[Opening PAGE EXTRACT section]

The House passed H.R. 240, the Fiscal Year 2015 Homeland Security Appropriations Act, bringing an end to a lengthy battle between Congress and the White House that threatened to shut down the Department of Homeland Security. Included in the spending bill is funding for a number of programs of importance for the nation’s fire and emergency services. The Assistance to Firefighters (FIRE) and Staffing for Adequate Fire and Emergency Response (SAFER) grant programs are funded at $340 million each. This is the same amount as in Fiscal Year 2014. The bill also includes $44 million for the United States Fire Administration (USFA) and $35.18 million for the Urban Search and Rescue System, the same amounts as in Fiscal Year 2014.

[Closing PAGE EXTRACT section]

**REQUIRED ACTION A**
From the homeland security funding passage, list each program or agency the bill funds, along with the amount given for it.
**REQUIRED ACTION B**
Carry on the homeland security funding passage from its last sentence, in the same style.

[Opening INFORMATION SHOWN section]

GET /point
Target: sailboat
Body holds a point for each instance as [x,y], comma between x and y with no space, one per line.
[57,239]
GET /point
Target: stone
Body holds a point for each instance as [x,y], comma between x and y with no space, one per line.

[Closing INFORMATION SHOWN section]
[Opening INFORMATION SHOWN section]

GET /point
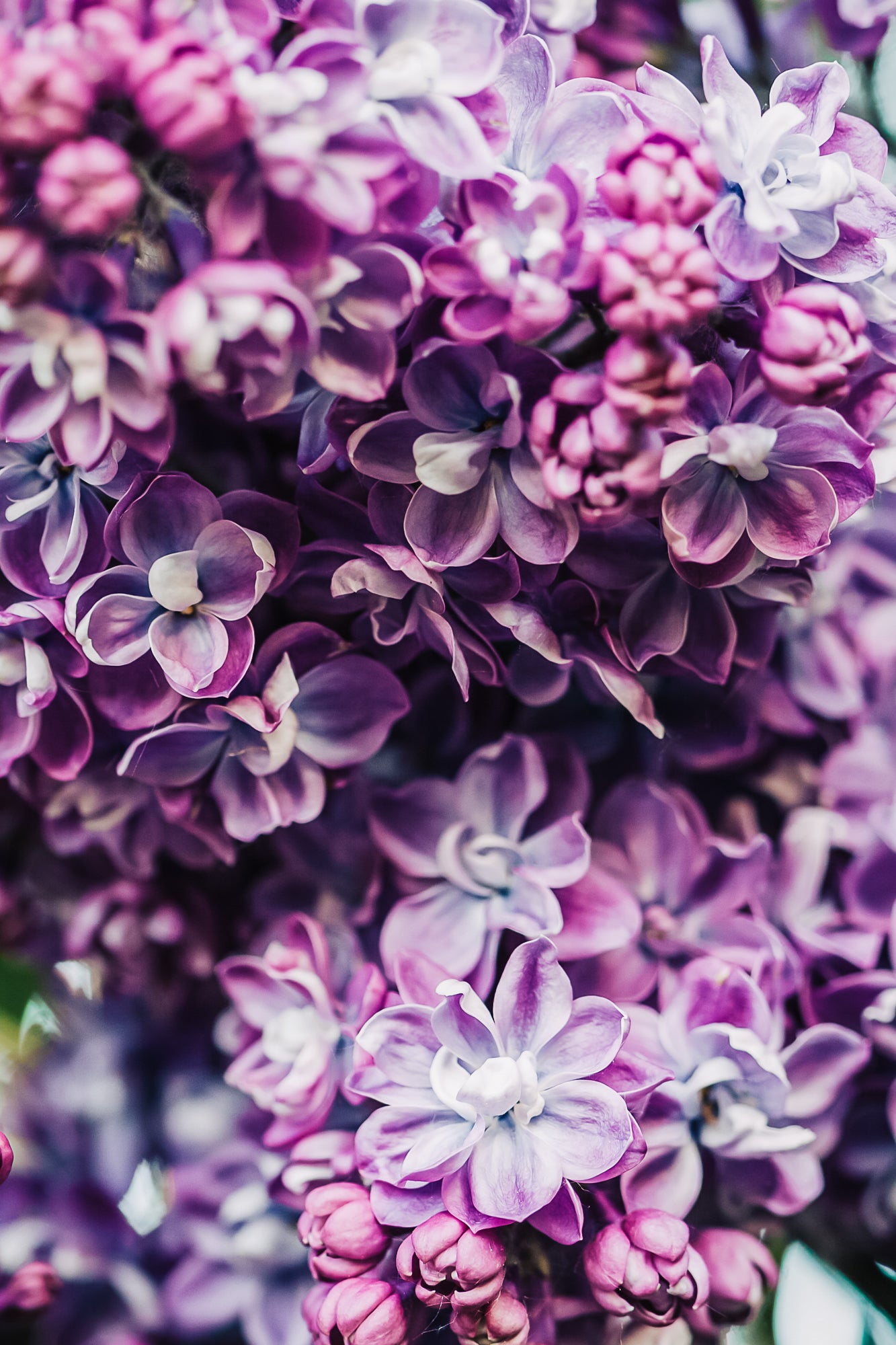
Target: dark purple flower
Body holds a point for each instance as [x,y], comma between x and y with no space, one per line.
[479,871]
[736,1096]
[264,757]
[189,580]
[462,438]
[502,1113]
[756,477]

[Closing INFORMATION SHOWN section]
[Opening INFORMATION SHOWN section]

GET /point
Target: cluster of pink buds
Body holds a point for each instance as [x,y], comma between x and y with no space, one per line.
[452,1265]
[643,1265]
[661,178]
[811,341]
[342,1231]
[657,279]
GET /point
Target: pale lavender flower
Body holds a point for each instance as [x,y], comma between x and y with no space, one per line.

[Closing INFORMATION SHOWN section]

**ANSWER SPACE A**
- Assistance to Firefighters (FIRE) grant program: $340 million
- Staffing for Adequate Fire and Emergency Response (SAFER) grant program: $340 million
- United States Fire Administration (USFA): $44 million
- Urban Search and Rescue System: $35.18 million

**ANSWER SPACE B**
The fate of the funding bill had been in question as House and Senate leadership found themselves at odds with the White House over an executive order President Obama had issued on immigration. The department had been operating under a continuing resolution which was set to expire on February 27th. On January 9th, the House approved H.R. 240, but included language in the bill blocking the executive order from being enacted. The Senate passed an amended version on February 27th that removed the House immigration language. With the two chambers at an impasse just hours before a temporary shutdown of the Department of Homeland Security, Congress approved a one-week extension of the continuing resolution to give lawmakers more time to reach a compromise. The House ultimately approved the Senate version of the bill.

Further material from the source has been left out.